Required task: Reproduce each of the following records verbatim, line for line, without any alteration.

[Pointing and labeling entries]
==============================

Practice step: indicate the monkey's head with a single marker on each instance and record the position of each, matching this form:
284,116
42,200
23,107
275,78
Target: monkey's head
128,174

==============================

Solution to this exercise:
Practice step: indicate the monkey's head with a single marker on each instance and record the position of each, matching this form:
284,116
42,200
23,107
275,78
Target: monkey's head
128,174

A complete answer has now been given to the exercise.